> _The problem_
Lay out every line of the data below as a Markdown table with the columns "Row" and "Line", numbering each row and leaving out blank lines.

(Segmentation data)

==*==

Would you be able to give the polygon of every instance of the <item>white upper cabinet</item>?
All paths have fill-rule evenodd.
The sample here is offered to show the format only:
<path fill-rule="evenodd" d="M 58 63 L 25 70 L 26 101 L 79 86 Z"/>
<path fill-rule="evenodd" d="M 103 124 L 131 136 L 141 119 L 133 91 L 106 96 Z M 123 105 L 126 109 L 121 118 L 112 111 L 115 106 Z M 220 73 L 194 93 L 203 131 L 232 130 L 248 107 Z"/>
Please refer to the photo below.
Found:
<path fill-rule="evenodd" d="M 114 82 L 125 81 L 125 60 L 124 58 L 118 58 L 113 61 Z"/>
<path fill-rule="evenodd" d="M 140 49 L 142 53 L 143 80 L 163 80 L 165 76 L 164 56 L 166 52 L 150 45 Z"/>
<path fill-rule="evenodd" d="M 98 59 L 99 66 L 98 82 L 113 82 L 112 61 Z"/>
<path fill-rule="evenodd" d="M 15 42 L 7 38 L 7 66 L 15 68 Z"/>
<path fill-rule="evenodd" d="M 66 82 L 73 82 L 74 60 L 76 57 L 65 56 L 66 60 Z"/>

==*==

> _Reply to the task_
| Row | Line |
|---|---|
| 1 | Would you be able to give the polygon of every instance of the <item>white upper cabinet</item>? |
| 2 | All paths have fill-rule evenodd. |
| 3 | The sample here is offered to show the format only: |
| 4 | <path fill-rule="evenodd" d="M 58 63 L 25 70 L 26 101 L 79 86 Z"/> |
| 5 | <path fill-rule="evenodd" d="M 103 124 L 131 136 L 141 119 L 133 91 L 106 96 Z M 123 105 L 126 109 L 121 118 L 112 111 L 115 106 Z M 220 73 L 194 93 L 203 131 L 232 130 L 248 107 Z"/> |
| 6 | Please refer to the photo below. |
| 7 | Found: |
| 8 | <path fill-rule="evenodd" d="M 114 82 L 125 81 L 125 60 L 124 58 L 118 58 L 113 61 Z"/> |
| 9 | <path fill-rule="evenodd" d="M 140 49 L 142 53 L 143 80 L 163 80 L 165 76 L 164 56 L 166 52 L 150 45 Z"/> |
| 10 | <path fill-rule="evenodd" d="M 98 59 L 99 66 L 98 82 L 113 82 L 112 61 Z"/> |
| 11 | <path fill-rule="evenodd" d="M 15 42 L 7 38 L 7 66 L 15 68 Z"/> |
| 12 | <path fill-rule="evenodd" d="M 66 82 L 73 82 L 74 60 L 76 57 L 65 56 L 66 60 Z"/> |